__TASK__
Once you have checked each line below for the word "after", give the number of lines that have it and nothing further.

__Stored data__
+++++

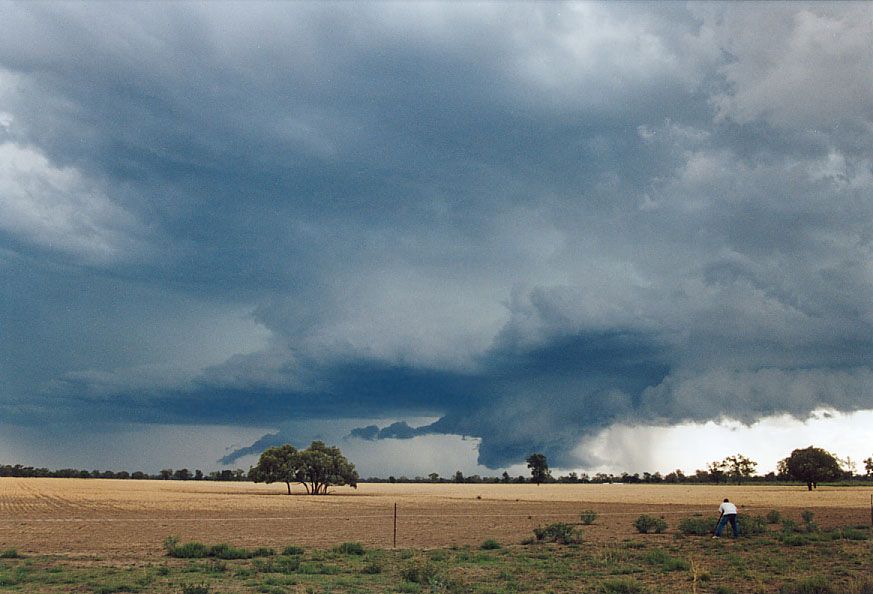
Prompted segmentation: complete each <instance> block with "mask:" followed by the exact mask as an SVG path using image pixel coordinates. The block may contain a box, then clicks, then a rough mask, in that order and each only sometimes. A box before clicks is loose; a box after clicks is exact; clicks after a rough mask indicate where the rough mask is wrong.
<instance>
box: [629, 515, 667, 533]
mask: <svg viewBox="0 0 873 594" xmlns="http://www.w3.org/2000/svg"><path fill="white" fill-rule="evenodd" d="M634 527H635V528H636V529H637V532H639V533H640V534H648V533H649V532H655V533H656V534H660V533H661V532H663V531H664V530H666V529H667V521H666V520H665V519H664V518H656V517H654V516H647V515H646V514H643V515H641V516H640V517H639V518H637V519H636V520H634Z"/></svg>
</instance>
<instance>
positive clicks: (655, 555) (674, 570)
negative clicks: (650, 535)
mask: <svg viewBox="0 0 873 594" xmlns="http://www.w3.org/2000/svg"><path fill="white" fill-rule="evenodd" d="M643 559H644V560H645V561H646V563H649V564H650V565H658V566H660V567H661V569H662V570H663V571H687V570H689V569H691V564H690V563H688V561H686V560H685V559H680V558H679V557H673V556H672V555H670V554H669V553H667V552H666V551H664V550H662V549H652V550H651V551H649V552H648V553H646V555H645V556H644V557H643Z"/></svg>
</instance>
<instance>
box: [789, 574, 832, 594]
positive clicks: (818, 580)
mask: <svg viewBox="0 0 873 594" xmlns="http://www.w3.org/2000/svg"><path fill="white" fill-rule="evenodd" d="M779 593H780V594H837V590H834V588H833V587H832V586H831V585H830V582H829V581H828V580H827V579H825V578H823V577H814V578H809V579H806V580H803V581H800V582H795V583H793V584H785V585H784V586H782V589H781V590H779Z"/></svg>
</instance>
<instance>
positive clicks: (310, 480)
mask: <svg viewBox="0 0 873 594" xmlns="http://www.w3.org/2000/svg"><path fill="white" fill-rule="evenodd" d="M249 478H250V479H251V480H253V481H254V482H256V483H268V484H269V483H278V482H283V483H285V485H286V486H287V487H288V494H289V495H290V494H291V483H300V484H302V485H303V487H304V488H305V489H306V492H307V493H309V494H310V495H324V494H327V491H328V488H329V487H330V486H333V485H349V486H352V487H357V486H358V473H357V471H356V470H355V465H354V464H352V463H351V462H349V461H348V460H347V459H346V457H345V456H343V455H342V452H340V450H339V448H337V447H330V446H326V445H325V444H324V442H321V441H313V442H312V444H310V446H309V447H308V448H306V449H305V450H298V449H296V448H295V447H294V446H292V445H290V444H285V445H282V446H278V447H273V448H269V449H267V450H265V451H264V453H263V454H261V457H260V459H259V460H258V463H257V465H255V466H254V467H252V468H251V469H250V470H249Z"/></svg>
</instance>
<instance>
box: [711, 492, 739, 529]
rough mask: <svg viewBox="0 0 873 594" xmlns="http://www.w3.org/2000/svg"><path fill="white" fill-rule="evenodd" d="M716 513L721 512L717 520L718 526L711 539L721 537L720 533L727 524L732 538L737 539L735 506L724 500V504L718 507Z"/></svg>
mask: <svg viewBox="0 0 873 594" xmlns="http://www.w3.org/2000/svg"><path fill="white" fill-rule="evenodd" d="M718 511H719V512H721V516H719V518H718V526H716V527H715V536H713V538H718V537H719V536H721V531H722V529H723V528H724V527H725V525H726V524H727V523H728V522H730V523H731V530H733V533H734V538H736V537H738V536H739V535H740V525H739V524H737V506H736V505H734V504H733V503H731V502H730V501H728V499H727V498H725V500H724V503H722V504H721V505H720V506H718Z"/></svg>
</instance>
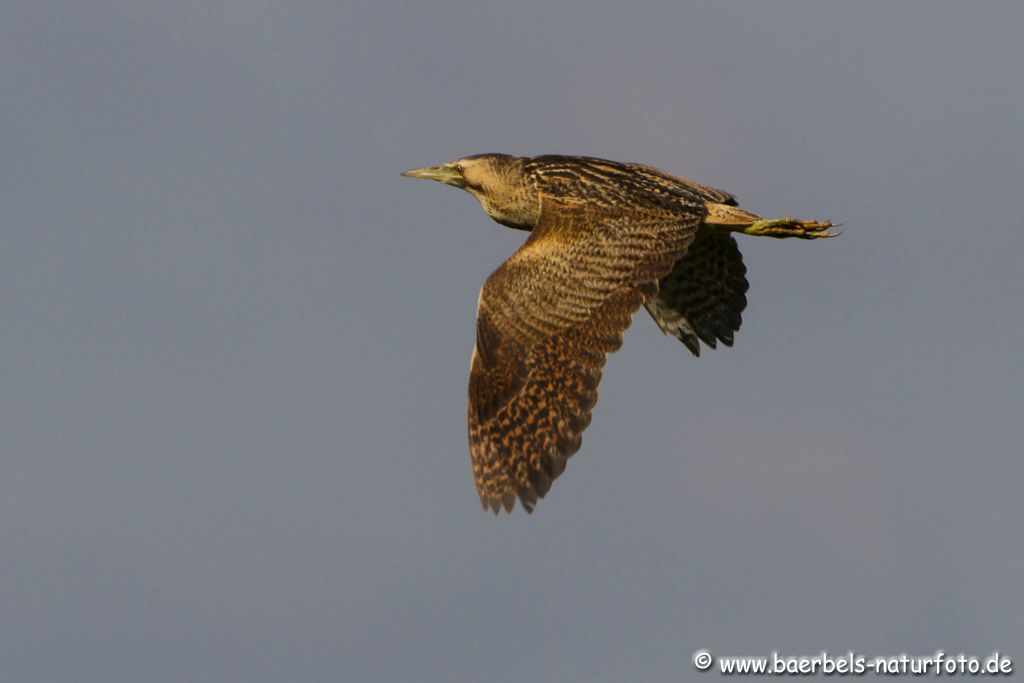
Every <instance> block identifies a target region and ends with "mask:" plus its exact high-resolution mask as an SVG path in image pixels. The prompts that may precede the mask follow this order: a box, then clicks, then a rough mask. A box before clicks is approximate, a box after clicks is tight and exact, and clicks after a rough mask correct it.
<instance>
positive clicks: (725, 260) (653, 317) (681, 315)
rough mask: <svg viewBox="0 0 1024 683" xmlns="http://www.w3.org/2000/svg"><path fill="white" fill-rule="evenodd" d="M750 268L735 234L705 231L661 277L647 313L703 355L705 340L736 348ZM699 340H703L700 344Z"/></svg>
mask: <svg viewBox="0 0 1024 683" xmlns="http://www.w3.org/2000/svg"><path fill="white" fill-rule="evenodd" d="M745 274H746V266H744V265H743V256H742V254H740V253H739V248H738V247H737V246H736V241H735V240H733V239H732V236H730V234H727V233H723V232H711V231H707V230H701V231H699V232H697V234H696V237H695V238H694V239H693V243H692V244H691V245H690V248H689V249H688V250H687V251H686V255H685V256H684V257H683V258H682V259H680V260H679V262H678V263H676V265H675V267H674V268H673V269H672V271H671V272H670V273H669V274H667V275H666V276H665V278H663V279H662V282H660V287H659V291H658V294H657V296H656V297H654V298H652V299H651V300H649V301H648V302H647V303H646V308H647V311H648V312H649V313H650V314H651V317H653V318H654V322H655V323H657V325H658V327H659V328H662V330H663V331H664V332H666V333H667V334H670V335H672V336H674V337H675V338H677V339H678V340H679V341H681V342H683V344H684V345H685V346H686V348H688V349H690V351H691V352H692V353H693V355H700V341H702V342H703V343H705V344H707V345H708V346H710V347H712V348H715V346H716V342H717V341H721V342H722V343H723V344H725V345H726V346H732V339H733V333H735V332H737V331H738V330H739V325H740V323H741V322H742V317H741V316H740V313H742V312H743V309H744V308H745V307H746V296H745V293H746V290H748V289H749V287H750V286H749V285H748V283H746V278H745ZM698 340H699V341H698Z"/></svg>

+++++

__YOUR RESPONSE__
2